### Problem description
Every entry that follows needs to be repeated exactly.

### Source material
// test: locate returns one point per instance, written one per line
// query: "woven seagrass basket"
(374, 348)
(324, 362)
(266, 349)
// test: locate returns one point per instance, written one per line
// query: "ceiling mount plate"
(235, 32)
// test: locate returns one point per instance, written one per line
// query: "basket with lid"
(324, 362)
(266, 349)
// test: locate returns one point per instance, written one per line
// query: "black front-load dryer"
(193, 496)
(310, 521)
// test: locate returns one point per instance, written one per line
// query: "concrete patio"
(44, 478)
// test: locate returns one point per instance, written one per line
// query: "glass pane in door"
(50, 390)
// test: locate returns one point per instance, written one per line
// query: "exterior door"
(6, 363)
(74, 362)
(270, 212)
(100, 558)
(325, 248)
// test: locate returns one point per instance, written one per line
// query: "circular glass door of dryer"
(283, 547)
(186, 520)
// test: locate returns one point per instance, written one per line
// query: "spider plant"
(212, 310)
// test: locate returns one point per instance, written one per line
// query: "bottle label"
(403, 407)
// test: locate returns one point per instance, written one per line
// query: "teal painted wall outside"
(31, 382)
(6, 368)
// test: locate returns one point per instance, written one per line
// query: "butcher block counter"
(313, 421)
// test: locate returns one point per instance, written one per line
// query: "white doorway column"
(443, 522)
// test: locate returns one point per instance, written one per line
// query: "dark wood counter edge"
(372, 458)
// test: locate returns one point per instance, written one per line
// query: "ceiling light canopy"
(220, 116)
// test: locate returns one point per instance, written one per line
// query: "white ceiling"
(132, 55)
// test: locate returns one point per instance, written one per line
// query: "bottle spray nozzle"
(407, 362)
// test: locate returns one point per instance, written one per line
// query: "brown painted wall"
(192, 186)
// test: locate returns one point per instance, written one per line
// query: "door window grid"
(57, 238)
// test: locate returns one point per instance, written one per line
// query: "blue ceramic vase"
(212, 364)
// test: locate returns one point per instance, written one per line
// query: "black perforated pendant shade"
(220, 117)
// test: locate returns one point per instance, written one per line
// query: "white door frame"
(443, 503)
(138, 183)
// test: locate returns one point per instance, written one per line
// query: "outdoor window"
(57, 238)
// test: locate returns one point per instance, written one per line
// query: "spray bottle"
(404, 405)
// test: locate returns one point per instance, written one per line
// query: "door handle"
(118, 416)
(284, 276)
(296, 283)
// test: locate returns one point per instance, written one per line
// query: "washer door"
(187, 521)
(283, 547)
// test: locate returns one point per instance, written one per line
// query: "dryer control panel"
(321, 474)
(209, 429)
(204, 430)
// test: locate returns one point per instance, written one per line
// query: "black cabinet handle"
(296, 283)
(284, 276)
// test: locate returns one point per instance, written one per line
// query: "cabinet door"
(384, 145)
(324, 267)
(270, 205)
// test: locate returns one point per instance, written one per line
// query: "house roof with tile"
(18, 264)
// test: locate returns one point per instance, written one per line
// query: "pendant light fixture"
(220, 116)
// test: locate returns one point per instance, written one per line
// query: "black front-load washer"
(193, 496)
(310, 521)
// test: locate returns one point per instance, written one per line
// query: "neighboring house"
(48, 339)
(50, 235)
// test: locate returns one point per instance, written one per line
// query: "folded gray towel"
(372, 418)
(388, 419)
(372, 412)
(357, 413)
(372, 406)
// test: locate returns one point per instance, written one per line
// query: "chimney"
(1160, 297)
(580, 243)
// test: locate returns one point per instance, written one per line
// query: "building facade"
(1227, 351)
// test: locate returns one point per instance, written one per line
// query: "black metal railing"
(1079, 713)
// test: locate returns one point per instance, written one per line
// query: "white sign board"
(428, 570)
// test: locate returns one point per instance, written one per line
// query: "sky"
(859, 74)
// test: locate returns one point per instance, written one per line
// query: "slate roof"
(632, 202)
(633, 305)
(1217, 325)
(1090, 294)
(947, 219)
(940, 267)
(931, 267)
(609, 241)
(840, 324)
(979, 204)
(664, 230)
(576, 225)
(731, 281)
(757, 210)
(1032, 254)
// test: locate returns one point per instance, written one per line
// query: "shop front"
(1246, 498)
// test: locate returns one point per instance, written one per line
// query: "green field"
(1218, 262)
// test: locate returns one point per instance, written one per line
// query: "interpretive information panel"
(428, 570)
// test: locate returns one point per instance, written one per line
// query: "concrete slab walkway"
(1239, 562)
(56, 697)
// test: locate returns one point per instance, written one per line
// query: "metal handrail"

### Solution to this task
// test: locate returns one point per instance, written one per line
// query: "woven seagrass basket"
(374, 348)
(324, 362)
(266, 349)
// test: locate returns one point per instance, written one per line
// query: "ceiling mount plate"
(235, 32)
// test: locate returns one point per instance, written one per line
// query: "basket with lid"
(324, 362)
(266, 349)
// test: locate returns one point per instance, written one per line
// query: "black front-load dryer"
(193, 496)
(310, 521)
// test: locate returns one point per instance, written one per line
// query: "concrete patio"
(44, 478)
// test: locate returns one point per instance, written one per line
// query: "glass pane in door"
(50, 390)
// test: locate returns one point per instance, written one per line
// query: "exterior door"
(6, 363)
(74, 362)
(270, 212)
(100, 558)
(325, 248)
// test: locate returns one point per instance, written one per line
// query: "circular glass door of dryer"
(283, 547)
(186, 520)
// test: locate returns one point per instance, written one per line
// query: "spider plant"
(212, 310)
// test: locate returns one point per instance, written one per line
// query: "bottle label"
(403, 407)
// test: locate returns one point per instance, written one per line
// query: "teal painted wall outside"
(31, 382)
(6, 368)
// test: locate returns one point per instance, written one per line
// query: "butcher block counter"
(313, 421)
// test: locate returns one point per instance, written one per line
// query: "white doorway column"
(443, 522)
// test: locate returns one point per instance, written one per line
// query: "dark wood counter edge"
(372, 458)
// test: locate returns one point per instance, written one per line
// query: "ceiling light canopy"
(220, 116)
// test: locate returns one point per instance, written one per line
// query: "white ceiling"
(132, 55)
// test: locate returns one point per instance, written one per line
// query: "bottle spray nozzle"
(407, 362)
// test: locate returns one point per instance, written one per line
// query: "brown painted wall"
(192, 186)
// test: locate returns one point per instance, written one per line
// query: "door window grid"
(57, 238)
// test: locate returns one point per instance, written one per line
// query: "blue ceramic vase"
(212, 364)
// test: locate returns one point per instance, written one per line
// query: "black perforated pendant shade"
(220, 117)
// test: locate returns one point per instance, written one per line
// query: "white door frame"
(443, 503)
(138, 183)
// test: locate returns one point per instance, written one per line
// query: "outdoor window"
(57, 238)
// test: locate returns one point per instance, written one per line
// query: "spray bottle"
(404, 405)
// test: locate returns one point per instance, written one per line
// query: "door handle"
(118, 416)
(284, 276)
(296, 283)
// test: locate returns one point per instance, written one per line
// query: "washer door"
(187, 521)
(283, 547)
// test: locate returns one point per instance, written one per line
// query: "dryer control panel"
(321, 474)
(209, 429)
(204, 430)
// test: locate returns one point per instance, written one per line
// query: "black cabinet handle"
(296, 283)
(284, 276)
// test: locate returns one point per instance, written one per line
// query: "cabinet door"
(384, 145)
(324, 267)
(270, 205)
// test: locate returns one point per instance, written one per line
// query: "house roof with tile"
(18, 264)
// test: locate returns one point per instance, written one per line
// query: "pendant light fixture"
(220, 116)
// test: locate returns one point per instance, written one per line
// query: "black front-load washer"
(193, 496)
(310, 521)
// test: locate returns one point per instance, written one per line
// query: "neighboring house"
(48, 339)
(50, 235)
// test: locate returns one point per instance, written one per line
// query: "folded gray towel"
(372, 418)
(388, 419)
(372, 412)
(357, 413)
(372, 406)
// test: locate returns one point per instance, written one per line
// query: "chimney"
(1160, 297)
(580, 243)
// test: locate returns one point per instance, written one per line
// query: "building facade"
(1227, 351)
// test: locate returns one point per instance, written one per line
// query: "black metal railing"
(1079, 713)
// test: locate returns one point per instance, written one per line
// query: "white sign board"
(428, 570)
// test: locate returns one point per instance, written one per line
// query: "sky"
(859, 74)
// test: locate returns one point per instance, written one per line
// query: "slate roof"
(632, 202)
(633, 305)
(1217, 325)
(1090, 294)
(947, 219)
(940, 267)
(931, 267)
(609, 241)
(840, 324)
(979, 204)
(664, 230)
(576, 225)
(731, 281)
(757, 210)
(1032, 254)
// test: locate returns one point per instance, written one per line
// query: "shop front"
(1246, 498)
// test: locate returns one point per instance, written one per line
// query: "green field"
(1218, 262)
// test: locate returns one point per instance, written one per line
// query: "interpretive information panel"
(428, 570)
// test: locate returns one point per instance, written one per line
// query: "concrete slab walkway"
(1239, 562)
(56, 697)
// test: locate returns one point per instance, written one per line
// query: "metal handrail"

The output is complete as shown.